Point annotation records
━━━━━━━━━━━━━━━━

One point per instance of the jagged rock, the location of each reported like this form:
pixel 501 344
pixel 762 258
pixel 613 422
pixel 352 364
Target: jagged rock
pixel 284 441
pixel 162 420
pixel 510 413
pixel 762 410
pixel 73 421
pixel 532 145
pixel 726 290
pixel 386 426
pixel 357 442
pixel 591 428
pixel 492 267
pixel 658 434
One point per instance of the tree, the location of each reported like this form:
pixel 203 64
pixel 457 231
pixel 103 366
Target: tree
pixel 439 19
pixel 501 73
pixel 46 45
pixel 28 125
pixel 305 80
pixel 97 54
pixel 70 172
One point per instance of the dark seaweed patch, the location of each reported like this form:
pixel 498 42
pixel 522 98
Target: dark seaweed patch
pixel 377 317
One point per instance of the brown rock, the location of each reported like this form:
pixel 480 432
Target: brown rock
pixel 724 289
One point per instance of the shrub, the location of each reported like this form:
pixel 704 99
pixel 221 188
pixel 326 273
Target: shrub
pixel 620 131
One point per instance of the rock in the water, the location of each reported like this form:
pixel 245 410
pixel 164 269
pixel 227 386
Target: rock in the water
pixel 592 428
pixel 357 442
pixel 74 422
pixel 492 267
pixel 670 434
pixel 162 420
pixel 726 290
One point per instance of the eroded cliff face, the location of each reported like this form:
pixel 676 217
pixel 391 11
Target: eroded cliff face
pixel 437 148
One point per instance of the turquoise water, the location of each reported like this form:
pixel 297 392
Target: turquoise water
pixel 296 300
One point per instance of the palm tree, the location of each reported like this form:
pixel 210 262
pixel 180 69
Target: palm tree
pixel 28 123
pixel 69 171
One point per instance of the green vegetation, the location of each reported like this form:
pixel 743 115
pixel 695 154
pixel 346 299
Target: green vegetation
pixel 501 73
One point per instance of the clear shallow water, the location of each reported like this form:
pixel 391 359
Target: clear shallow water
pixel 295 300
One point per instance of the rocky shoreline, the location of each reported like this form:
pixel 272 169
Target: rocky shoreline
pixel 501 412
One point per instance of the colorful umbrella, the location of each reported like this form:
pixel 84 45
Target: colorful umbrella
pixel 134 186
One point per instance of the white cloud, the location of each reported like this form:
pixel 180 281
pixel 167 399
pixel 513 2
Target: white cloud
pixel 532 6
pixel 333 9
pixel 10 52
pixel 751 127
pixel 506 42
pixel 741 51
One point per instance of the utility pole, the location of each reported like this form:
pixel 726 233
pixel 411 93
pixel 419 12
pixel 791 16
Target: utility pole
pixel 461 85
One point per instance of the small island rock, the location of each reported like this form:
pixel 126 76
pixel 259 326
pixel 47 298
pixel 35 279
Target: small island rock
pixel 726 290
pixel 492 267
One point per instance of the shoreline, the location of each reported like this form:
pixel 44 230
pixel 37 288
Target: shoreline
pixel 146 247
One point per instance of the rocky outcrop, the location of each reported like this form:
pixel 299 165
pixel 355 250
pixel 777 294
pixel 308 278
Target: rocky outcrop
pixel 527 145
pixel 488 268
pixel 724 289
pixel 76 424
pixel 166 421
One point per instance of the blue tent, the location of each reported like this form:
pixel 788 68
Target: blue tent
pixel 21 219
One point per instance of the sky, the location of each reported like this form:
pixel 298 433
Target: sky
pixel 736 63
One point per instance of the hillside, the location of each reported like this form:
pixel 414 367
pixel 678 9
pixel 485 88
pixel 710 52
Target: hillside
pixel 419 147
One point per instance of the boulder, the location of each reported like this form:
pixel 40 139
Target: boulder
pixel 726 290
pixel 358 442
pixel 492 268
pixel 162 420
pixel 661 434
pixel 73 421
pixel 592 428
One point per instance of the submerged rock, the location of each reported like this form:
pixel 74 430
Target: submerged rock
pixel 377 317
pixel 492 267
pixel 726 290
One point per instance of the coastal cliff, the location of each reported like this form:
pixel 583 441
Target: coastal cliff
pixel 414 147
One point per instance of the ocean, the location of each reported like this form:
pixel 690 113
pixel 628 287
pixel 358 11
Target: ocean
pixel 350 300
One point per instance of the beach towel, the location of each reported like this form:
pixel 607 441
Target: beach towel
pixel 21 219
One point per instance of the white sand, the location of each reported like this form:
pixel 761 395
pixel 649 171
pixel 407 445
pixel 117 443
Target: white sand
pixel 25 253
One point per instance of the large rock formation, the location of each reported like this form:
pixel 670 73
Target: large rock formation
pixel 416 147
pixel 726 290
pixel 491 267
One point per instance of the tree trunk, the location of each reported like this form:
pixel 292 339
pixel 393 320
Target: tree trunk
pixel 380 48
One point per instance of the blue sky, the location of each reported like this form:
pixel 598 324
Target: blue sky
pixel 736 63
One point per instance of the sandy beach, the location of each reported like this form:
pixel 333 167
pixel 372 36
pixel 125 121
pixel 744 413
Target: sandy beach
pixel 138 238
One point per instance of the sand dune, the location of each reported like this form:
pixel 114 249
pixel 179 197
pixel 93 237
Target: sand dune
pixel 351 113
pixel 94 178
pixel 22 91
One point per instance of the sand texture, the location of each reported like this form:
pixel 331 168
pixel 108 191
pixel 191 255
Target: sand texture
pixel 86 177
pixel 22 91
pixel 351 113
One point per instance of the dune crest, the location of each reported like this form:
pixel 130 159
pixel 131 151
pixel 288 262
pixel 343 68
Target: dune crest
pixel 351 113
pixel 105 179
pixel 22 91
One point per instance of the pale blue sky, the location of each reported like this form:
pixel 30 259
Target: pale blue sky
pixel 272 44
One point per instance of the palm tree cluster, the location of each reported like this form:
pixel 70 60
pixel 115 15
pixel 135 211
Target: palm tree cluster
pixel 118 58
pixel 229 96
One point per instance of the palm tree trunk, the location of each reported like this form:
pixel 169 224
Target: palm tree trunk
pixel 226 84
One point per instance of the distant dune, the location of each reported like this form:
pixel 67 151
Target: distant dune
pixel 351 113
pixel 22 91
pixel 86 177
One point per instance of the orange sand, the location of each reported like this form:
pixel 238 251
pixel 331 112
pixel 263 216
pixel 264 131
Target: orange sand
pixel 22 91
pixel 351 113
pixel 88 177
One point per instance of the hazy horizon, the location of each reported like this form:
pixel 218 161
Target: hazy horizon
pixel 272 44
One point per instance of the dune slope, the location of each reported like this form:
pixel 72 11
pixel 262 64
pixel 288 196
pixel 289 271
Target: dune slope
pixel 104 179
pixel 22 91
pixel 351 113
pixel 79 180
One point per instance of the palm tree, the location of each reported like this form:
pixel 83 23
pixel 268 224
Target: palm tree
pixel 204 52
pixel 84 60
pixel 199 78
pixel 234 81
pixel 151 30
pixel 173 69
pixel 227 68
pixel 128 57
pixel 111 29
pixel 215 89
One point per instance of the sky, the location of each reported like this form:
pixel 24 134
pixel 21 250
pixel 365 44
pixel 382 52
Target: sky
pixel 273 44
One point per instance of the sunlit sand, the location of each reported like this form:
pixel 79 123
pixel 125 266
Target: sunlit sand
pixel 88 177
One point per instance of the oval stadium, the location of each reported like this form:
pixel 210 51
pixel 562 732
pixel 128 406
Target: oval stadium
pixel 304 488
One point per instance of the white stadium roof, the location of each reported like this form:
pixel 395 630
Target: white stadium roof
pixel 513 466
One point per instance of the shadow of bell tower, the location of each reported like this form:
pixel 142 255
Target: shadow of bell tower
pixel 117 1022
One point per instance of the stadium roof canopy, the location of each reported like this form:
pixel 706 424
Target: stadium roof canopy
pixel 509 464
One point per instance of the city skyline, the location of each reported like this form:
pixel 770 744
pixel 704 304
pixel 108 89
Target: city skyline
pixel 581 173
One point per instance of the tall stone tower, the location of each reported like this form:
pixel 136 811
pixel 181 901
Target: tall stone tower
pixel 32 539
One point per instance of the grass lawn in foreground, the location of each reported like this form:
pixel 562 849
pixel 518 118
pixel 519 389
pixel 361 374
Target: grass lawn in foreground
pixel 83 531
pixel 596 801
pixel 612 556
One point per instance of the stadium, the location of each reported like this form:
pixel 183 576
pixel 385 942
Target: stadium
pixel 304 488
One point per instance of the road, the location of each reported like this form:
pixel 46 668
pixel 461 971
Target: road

━━━━━━━━━━━━━━━━

Copy out the lines from the one containing "One point per instance of the oval" through the one containing "pixel 32 539", including both of those lines.

TASK RESPONSE:
One point per instance of the oval stadium, the location of each reported like this form:
pixel 210 51
pixel 562 732
pixel 128 406
Target: oval stadium
pixel 304 488
One point per instance of the white stadium roof, the location of each reported like this form:
pixel 395 630
Target: white stadium roof
pixel 513 466
One point per instance of the shadow of bell tower, the location of each reported like this form:
pixel 142 255
Target: shadow of bell tower
pixel 117 1022
One point per instance of the stadium roof canopy, the location of each reported like this form:
pixel 706 424
Target: stadium roof canopy
pixel 509 464
One point per instance of the city skyline, the location of each reported like this form:
pixel 770 744
pixel 704 304
pixel 108 89
Target: city skyline
pixel 581 173
One point per instance of the tall stone tower, the location of each reported like this form:
pixel 136 811
pixel 181 901
Target: tall stone tower
pixel 32 539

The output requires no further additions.